Cosco Scenera NEXT Convertible Car Seat, Lightweight and FAA Approved
Best Budget PickCosco · $54.99
Price may vary
Under $55, only 10 lbs, FAA approved, and fits in virtually every airplane seat at 17 inches wide. The undisputed king of travel car seats.
Pros
- Ultra-lightweight at 10 lbs
- Only 17 inches wide — fits any airplane seat
- FAA approved for air travel
- Under $55 — cheapest convertible car seat
Cons
- Basic padding — not ideal as everyday seat
- No cup holder
- Rear-facing limit is only 40 lbs
- Minimal recline positions
This product is featured in our Best FAA-Approved Car Seats roundup.
Quick Verdict
The Cosco Scenera NEXT is the best car seat for flying if you want something cheap, light, and functional. It is not the best car seat for daily driving. It is not the most comfortable car seat your child will ever sit in. But for getting your kid safely restrained on an airplane without destroying your back, your budget, or your sanity at the gate, nothing else comes close. At roughly $55, you could buy it, use it for one trip, donate it at your destination, and still come out ahead compared to renting a car seat or checking your expensive everyday seat.

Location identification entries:

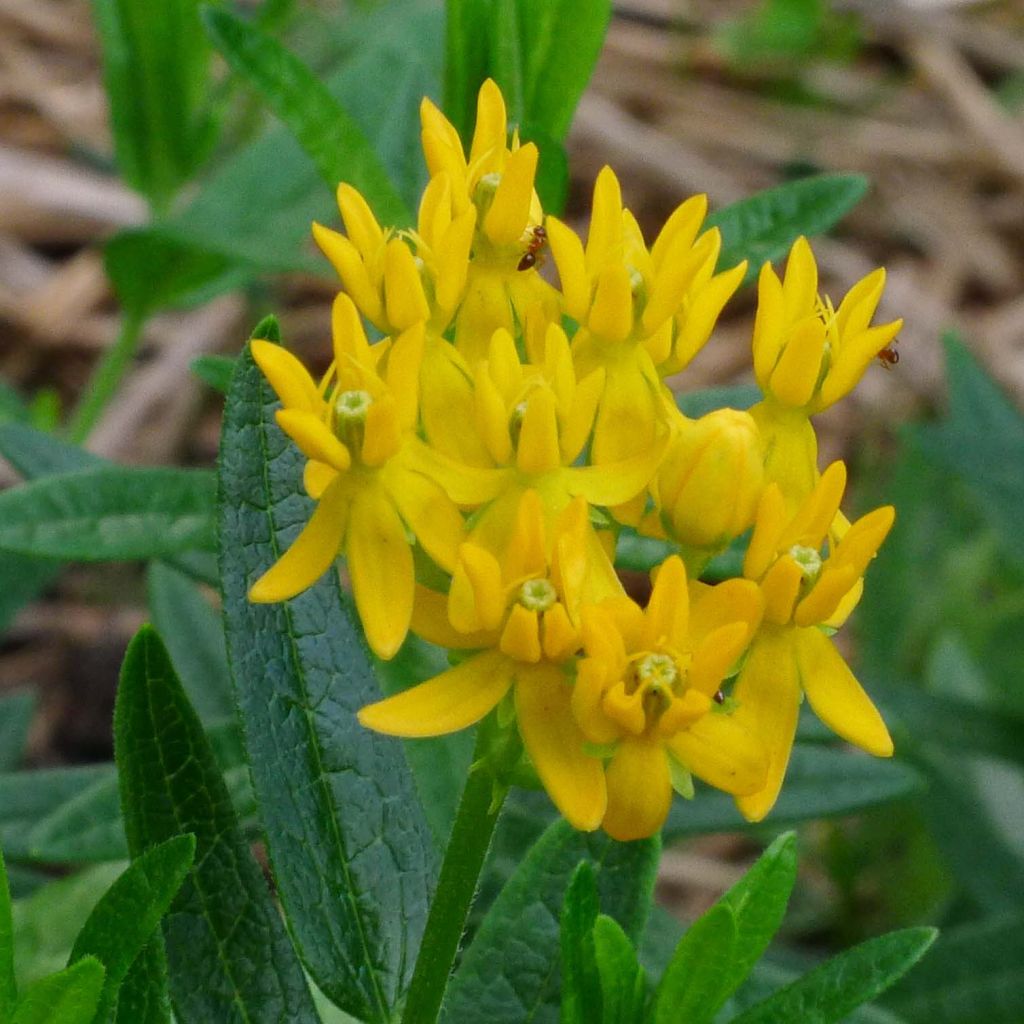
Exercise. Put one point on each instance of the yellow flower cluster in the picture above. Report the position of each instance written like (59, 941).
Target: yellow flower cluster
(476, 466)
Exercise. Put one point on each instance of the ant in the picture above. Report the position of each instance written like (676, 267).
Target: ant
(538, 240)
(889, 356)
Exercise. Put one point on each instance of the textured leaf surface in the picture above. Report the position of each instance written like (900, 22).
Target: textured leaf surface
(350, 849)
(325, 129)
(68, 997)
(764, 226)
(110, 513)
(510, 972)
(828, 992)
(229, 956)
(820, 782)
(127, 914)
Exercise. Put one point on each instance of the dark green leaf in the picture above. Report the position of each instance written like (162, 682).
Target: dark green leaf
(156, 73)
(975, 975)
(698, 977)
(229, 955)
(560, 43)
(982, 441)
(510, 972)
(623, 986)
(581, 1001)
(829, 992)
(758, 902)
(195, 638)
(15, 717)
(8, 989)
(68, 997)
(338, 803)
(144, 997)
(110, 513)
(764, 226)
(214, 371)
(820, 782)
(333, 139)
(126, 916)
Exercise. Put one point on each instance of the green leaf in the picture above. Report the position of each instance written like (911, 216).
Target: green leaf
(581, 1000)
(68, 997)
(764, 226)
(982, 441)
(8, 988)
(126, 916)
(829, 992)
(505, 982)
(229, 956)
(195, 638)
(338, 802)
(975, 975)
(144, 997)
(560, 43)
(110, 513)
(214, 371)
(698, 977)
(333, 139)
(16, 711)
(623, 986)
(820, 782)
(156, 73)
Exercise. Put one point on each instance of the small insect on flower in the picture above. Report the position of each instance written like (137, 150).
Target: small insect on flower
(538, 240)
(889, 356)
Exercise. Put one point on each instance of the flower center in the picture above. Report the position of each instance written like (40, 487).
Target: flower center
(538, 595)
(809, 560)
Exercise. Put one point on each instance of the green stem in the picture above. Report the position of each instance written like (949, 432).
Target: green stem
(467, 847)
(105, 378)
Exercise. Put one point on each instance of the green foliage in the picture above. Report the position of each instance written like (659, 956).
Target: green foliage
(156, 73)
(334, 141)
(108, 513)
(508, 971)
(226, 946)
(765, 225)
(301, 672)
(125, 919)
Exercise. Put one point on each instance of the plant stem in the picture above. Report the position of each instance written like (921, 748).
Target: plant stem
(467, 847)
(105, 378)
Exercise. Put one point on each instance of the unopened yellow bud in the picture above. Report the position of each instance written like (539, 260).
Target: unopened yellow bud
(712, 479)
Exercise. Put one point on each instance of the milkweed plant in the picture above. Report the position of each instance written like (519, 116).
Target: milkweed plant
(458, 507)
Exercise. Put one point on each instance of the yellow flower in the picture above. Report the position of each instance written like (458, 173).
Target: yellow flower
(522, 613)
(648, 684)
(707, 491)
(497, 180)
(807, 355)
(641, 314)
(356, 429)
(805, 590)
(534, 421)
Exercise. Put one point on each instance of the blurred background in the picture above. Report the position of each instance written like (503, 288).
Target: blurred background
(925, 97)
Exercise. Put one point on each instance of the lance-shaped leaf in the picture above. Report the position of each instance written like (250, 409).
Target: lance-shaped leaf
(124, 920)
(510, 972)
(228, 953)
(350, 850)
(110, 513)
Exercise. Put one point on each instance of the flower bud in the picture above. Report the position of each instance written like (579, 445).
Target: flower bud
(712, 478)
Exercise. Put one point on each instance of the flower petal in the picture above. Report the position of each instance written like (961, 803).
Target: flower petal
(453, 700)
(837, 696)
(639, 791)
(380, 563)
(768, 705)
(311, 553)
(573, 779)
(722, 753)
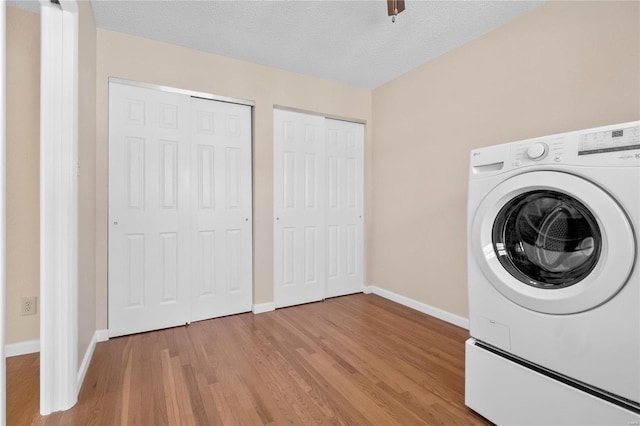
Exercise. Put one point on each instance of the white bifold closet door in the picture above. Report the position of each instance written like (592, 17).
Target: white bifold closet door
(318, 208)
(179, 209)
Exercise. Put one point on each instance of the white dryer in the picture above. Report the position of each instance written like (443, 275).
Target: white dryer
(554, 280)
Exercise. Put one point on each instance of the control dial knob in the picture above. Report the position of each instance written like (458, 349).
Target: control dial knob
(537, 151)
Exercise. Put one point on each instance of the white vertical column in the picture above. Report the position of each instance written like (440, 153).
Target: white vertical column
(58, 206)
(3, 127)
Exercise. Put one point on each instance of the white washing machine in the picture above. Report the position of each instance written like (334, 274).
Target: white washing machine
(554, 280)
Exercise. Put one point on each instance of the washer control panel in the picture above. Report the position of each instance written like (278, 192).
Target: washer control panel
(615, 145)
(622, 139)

* * *

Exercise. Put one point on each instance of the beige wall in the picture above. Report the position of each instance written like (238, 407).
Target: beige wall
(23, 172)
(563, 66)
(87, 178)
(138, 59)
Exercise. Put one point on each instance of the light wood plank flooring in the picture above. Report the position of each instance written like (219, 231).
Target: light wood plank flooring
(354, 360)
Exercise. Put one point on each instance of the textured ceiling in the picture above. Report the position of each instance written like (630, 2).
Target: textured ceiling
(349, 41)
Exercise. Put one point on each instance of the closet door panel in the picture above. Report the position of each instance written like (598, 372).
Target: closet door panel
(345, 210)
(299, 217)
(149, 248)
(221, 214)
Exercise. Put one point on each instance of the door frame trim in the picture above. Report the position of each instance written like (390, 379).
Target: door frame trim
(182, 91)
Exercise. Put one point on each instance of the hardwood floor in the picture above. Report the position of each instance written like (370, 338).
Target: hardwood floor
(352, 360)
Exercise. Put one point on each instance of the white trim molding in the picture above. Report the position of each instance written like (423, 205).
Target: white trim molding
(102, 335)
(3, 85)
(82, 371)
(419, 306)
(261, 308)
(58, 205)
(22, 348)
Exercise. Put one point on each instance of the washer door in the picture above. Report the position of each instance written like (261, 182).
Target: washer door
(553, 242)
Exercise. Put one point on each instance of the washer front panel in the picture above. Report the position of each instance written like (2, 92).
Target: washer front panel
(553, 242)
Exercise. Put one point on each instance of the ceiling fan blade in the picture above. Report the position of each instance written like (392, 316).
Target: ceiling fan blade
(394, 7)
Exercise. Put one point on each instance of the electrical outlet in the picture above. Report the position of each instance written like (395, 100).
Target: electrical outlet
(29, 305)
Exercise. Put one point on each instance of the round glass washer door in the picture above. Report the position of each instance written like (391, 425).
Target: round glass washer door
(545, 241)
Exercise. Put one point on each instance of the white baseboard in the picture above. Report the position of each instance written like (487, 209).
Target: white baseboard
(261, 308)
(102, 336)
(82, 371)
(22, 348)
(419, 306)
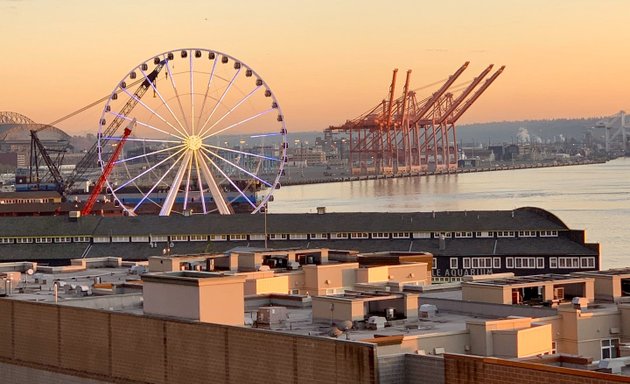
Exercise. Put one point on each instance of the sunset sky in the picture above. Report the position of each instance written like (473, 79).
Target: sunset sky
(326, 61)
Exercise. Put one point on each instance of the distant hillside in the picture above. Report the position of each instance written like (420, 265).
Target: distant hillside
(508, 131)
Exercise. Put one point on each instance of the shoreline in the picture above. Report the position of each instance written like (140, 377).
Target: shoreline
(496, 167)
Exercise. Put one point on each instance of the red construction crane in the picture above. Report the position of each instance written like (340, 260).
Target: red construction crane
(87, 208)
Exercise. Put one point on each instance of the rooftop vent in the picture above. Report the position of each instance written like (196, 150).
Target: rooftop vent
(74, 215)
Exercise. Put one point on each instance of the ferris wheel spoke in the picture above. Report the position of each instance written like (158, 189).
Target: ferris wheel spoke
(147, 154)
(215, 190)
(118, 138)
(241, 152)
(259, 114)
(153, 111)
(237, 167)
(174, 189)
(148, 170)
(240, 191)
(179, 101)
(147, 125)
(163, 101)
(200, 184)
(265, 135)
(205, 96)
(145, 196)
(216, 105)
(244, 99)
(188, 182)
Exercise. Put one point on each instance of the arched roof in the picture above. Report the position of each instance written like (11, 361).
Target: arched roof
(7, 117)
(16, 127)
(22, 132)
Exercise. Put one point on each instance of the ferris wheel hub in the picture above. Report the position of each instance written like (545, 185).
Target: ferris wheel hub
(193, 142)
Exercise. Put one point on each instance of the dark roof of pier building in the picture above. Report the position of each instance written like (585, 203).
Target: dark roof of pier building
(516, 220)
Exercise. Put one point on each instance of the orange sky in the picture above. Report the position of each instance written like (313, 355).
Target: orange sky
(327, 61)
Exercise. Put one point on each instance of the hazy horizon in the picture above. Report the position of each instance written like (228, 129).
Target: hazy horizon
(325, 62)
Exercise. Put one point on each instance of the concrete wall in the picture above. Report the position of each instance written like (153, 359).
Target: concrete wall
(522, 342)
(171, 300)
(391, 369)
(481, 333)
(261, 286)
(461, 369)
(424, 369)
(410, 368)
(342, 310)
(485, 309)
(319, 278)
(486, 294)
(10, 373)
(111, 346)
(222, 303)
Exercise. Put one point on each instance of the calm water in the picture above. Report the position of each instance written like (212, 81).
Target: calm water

==

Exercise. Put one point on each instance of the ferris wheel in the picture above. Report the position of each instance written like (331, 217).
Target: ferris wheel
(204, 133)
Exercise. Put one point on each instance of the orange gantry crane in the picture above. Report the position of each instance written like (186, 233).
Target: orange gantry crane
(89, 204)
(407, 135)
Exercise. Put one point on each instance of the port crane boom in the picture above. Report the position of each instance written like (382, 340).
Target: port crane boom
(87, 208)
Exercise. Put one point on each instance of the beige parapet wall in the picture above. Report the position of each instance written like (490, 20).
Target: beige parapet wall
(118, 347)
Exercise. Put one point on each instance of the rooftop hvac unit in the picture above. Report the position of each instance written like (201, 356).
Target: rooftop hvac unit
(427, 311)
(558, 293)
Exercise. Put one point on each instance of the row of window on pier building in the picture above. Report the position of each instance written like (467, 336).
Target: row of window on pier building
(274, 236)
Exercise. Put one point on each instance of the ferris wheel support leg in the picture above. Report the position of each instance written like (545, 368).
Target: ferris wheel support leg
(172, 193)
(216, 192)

» **Tasks to perform**:
1. Reproduce the passage of the car seat review between "Quick Verdict" and "expensive everyday seat.", inclusive.
2. According to the car seat review, what is the rear-facing limit of the Cosco Scenera NEXT?
The listing has no connection to the car seat review.

» **Answers to each task**:
1.
Quick Verdict
The Cosco Scenera NEXT is the best car seat for flying if you want something cheap, light, and functional. It is not the best car seat for daily driving. It is not the most comfortable car seat your child will ever sit in. But for getting your kid safely restrained on an airplane without destroying your back, your budget, or your sanity at the gate, nothing else comes close. At roughly $55, you could buy it, use it for one trip, donate it at your destination, and still come out ahead compared to renting a car seat or checking your expensive everyday seat.

2. 40 lbs